• **TUGAS PENGERJAAN**:
1 > Salin kata demi kata bagian kutipan tentang implementasi kebijakan dari "Implementasi kebijakan menghubungkan" sampai "kebijakan? dan (ii)".
2 > Jawab pertanyaan berikut berdasarkan kutipan tentang implementasi kebijakan:
(a) Siapa yang memperkenalkan implementation problems approach?
(b) Menurut pandangan Van Meter dan Horn, apa tugas implementasi?
(c) Berapa jumlah pertanyaan pokok yang dikemukakan Edwards III sebelum merumuskan faktor keberhasilan implementasi?
3 > Sebutkan semua faktor yang dirumuskan dalam kutipan tentang implementasi kebijakan sebagai syarat utama keberhasilan proses implementasi.

Implementasi kebijakan menghubungkan
antara tujuan kebijakan dan realisasinya dengan hasil kegiatan pemerintah. Hal
ini sesuai dengan pandangan Van Meter dan Horn (Grindle, 1980: 6) bahwa tugas
implementasi adalah membangun jaringan yang memungkinkan tujuan kebijakan
publik direalisasikan melalui aktivitas instansi pemerintah yang melibatkan
berbagai pihak yang berkepentingan (policy stakeholders).
Perspektif Implementasi Kebijakan
Implementasi
kebijakan publik dapat dilihat dari beberapa perspektif atau pendekatan. Salah
satunya ialah implementation problems approach yang diperkenalkan oleh
Edwards III (1984: 9-10). Edwards III mengajukan pendekatan masalah
implementasi dengan terlebih dahulu mengemukakan dua pertanyaan pokok, yakni:
(i) faktor apa yang mendukung keberhasilan implementasi kebijakan? dan (ii)
faktor apa yang menghambat keberhasilan implementasi kebijakan? Berdasarkan
kedua pertanyaan tersebut dirumuskan empat faktor yang merupakan syarat utama
keberhasilan proses implementasi, yakni komunikasi, sumber daya, sikap
birokrasi atau pelaksana dan struktur organisasi, termasuk tata aliran kerja
birokrasi. Empat faktor tersebut menjadi kriteria penting dalam
implementasi suatu kebijakan.

• **DATA YANG DISEDIAKAN**:
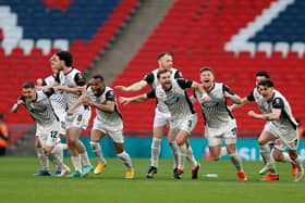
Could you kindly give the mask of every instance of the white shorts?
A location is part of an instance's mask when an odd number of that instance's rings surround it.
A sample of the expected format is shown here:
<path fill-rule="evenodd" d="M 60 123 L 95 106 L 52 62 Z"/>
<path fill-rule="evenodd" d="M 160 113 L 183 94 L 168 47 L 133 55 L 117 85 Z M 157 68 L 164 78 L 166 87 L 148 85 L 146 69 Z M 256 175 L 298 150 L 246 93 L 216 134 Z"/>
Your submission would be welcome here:
<path fill-rule="evenodd" d="M 42 148 L 54 147 L 57 144 L 59 139 L 59 122 L 54 122 L 47 126 L 36 125 L 36 136 L 38 137 Z"/>
<path fill-rule="evenodd" d="M 169 115 L 155 110 L 154 128 L 169 125 Z"/>
<path fill-rule="evenodd" d="M 280 131 L 271 122 L 268 122 L 264 126 L 264 131 L 268 131 L 272 134 L 276 138 L 280 138 L 282 141 L 282 147 L 277 147 L 277 149 L 281 150 L 284 147 L 288 147 L 290 150 L 296 150 L 298 147 L 298 130 L 286 130 Z"/>
<path fill-rule="evenodd" d="M 236 120 L 231 119 L 228 125 L 222 128 L 205 127 L 205 137 L 209 147 L 221 145 L 222 140 L 225 144 L 236 144 L 237 126 Z"/>
<path fill-rule="evenodd" d="M 273 148 L 278 149 L 280 151 L 284 151 L 286 149 L 285 144 L 283 143 L 283 141 L 281 139 L 276 139 L 273 141 Z"/>
<path fill-rule="evenodd" d="M 90 116 L 90 110 L 84 110 L 83 112 L 76 112 L 73 115 L 66 115 L 65 129 L 69 129 L 71 127 L 82 128 L 83 130 L 87 129 Z"/>
<path fill-rule="evenodd" d="M 95 119 L 93 130 L 99 130 L 102 134 L 108 134 L 115 143 L 124 143 L 123 123 L 121 123 L 120 126 L 107 127 L 99 119 Z"/>
<path fill-rule="evenodd" d="M 180 130 L 187 131 L 188 135 L 196 127 L 198 116 L 197 114 L 191 114 L 184 119 L 170 119 L 170 129 L 178 135 Z"/>

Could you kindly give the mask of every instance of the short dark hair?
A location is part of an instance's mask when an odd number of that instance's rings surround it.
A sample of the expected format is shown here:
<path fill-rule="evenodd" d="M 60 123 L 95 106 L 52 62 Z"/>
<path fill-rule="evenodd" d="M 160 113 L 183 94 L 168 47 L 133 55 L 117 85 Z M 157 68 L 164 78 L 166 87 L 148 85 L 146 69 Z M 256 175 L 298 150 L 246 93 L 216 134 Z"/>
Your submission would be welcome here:
<path fill-rule="evenodd" d="M 270 78 L 270 75 L 268 74 L 268 72 L 261 71 L 261 72 L 257 72 L 255 74 L 255 77 L 266 77 L 266 78 Z"/>
<path fill-rule="evenodd" d="M 160 75 L 164 74 L 164 73 L 172 73 L 172 71 L 168 69 L 168 68 L 162 68 L 162 69 L 159 69 L 158 73 L 157 73 L 157 78 L 159 79 L 160 78 Z"/>
<path fill-rule="evenodd" d="M 271 79 L 267 78 L 267 79 L 263 79 L 261 81 L 258 83 L 258 86 L 266 86 L 266 87 L 274 87 L 274 84 Z"/>
<path fill-rule="evenodd" d="M 171 56 L 172 56 L 172 53 L 171 53 L 171 52 L 162 52 L 162 53 L 159 53 L 158 56 L 157 56 L 157 60 L 162 59 L 164 55 L 171 55 Z"/>
<path fill-rule="evenodd" d="M 99 79 L 100 81 L 103 81 L 103 77 L 101 76 L 101 75 L 95 75 L 94 77 L 93 77 L 93 79 Z"/>
<path fill-rule="evenodd" d="M 33 81 L 25 81 L 23 84 L 22 88 L 24 88 L 24 89 L 28 89 L 28 88 L 34 89 L 35 88 L 35 84 Z"/>
<path fill-rule="evenodd" d="M 72 58 L 72 53 L 70 51 L 60 51 L 60 52 L 57 52 L 57 55 L 59 56 L 59 59 L 61 61 L 64 61 L 64 63 L 68 67 L 72 66 L 73 58 Z"/>
<path fill-rule="evenodd" d="M 203 72 L 211 72 L 213 74 L 213 69 L 210 67 L 202 67 L 200 73 L 203 73 Z"/>

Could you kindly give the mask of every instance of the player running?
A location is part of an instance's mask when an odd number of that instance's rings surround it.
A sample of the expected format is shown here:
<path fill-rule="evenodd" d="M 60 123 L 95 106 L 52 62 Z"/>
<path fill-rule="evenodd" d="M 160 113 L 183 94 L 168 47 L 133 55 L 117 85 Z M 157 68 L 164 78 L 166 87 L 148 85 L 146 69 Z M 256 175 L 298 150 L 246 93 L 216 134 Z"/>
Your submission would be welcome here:
<path fill-rule="evenodd" d="M 114 142 L 117 155 L 123 161 L 127 168 L 125 178 L 133 178 L 134 169 L 132 160 L 124 150 L 122 115 L 117 105 L 114 91 L 110 87 L 105 86 L 101 75 L 96 75 L 90 79 L 87 88 L 84 88 L 78 102 L 70 107 L 68 114 L 73 114 L 74 109 L 81 103 L 95 107 L 97 114 L 90 135 L 91 150 L 98 160 L 94 173 L 100 174 L 107 165 L 102 156 L 99 141 L 108 134 Z"/>
<path fill-rule="evenodd" d="M 184 162 L 187 149 L 190 148 L 187 138 L 197 123 L 197 113 L 194 111 L 193 104 L 190 101 L 185 89 L 197 89 L 197 91 L 203 93 L 203 99 L 208 100 L 209 98 L 205 94 L 203 87 L 196 81 L 182 78 L 173 79 L 170 69 L 159 69 L 157 78 L 160 85 L 158 85 L 156 89 L 137 97 L 121 97 L 120 101 L 123 104 L 127 104 L 130 102 L 144 102 L 148 99 L 157 98 L 158 103 L 168 107 L 171 115 L 169 119 L 170 132 L 175 137 L 179 152 L 178 169 L 174 173 L 174 178 L 181 179 L 184 173 Z M 196 179 L 197 176 L 192 176 L 192 178 Z"/>
<path fill-rule="evenodd" d="M 224 140 L 227 152 L 237 170 L 237 177 L 241 180 L 247 180 L 243 170 L 242 160 L 236 152 L 236 120 L 227 106 L 227 99 L 233 103 L 241 103 L 242 100 L 225 84 L 215 83 L 213 69 L 210 67 L 200 69 L 200 81 L 210 98 L 209 101 L 202 101 L 203 93 L 195 91 L 195 98 L 198 99 L 203 109 L 205 137 L 208 140 L 210 155 L 213 160 L 219 160 L 222 155 L 222 140 Z"/>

• **JAWABAN PER TUGAS**:
1 >
Implementasi kebijakan menghubungkan
antara tujuan kebijakan dan realisasinya dengan hasil kegiatan pemerintah. Hal
ini sesuai dengan pandangan Van Meter dan Horn (Grindle, 1980: 6) bahwa tugas
implementasi adalah membangun jaringan yang memungkinkan tujuan kebijakan
publik direalisasikan melalui aktivitas instansi pemerintah yang melibatkan
berbagai pihak yang berkepentingan (policy stakeholders).
Perspektif Implementasi Kebijakan
Implementasi
kebijakan publik dapat dilihat dari beberapa perspektif atau pendekatan. Salah
satunya ialah implementation problems approach yang diperkenalkan oleh
Edwards III (1984: 9-10). Edwards III mengajukan pendekatan masalah
implementasi dengan terlebih dahulu mengemukakan dua pertanyaan pokok, yakni:
(i) faktor apa yang mendukung keberhasilan implementasi kebijakan? dan (ii)

2 >
(a) Edwards III (1984: 9-10).
(b) Membangun jaringan yang memungkinkan tujuan kebijakan publik direalisasikan melalui aktivitas instansi pemerintah yang melibatkan berbagai pihak yang berkepentingan (policy stakeholders).
(c) Dua.

3 >
- Komunikasi
- Sumber daya
- Sikap birokrasi atau pelaksana
- Struktur organisasi, termasuk tata aliran kerja birokrasi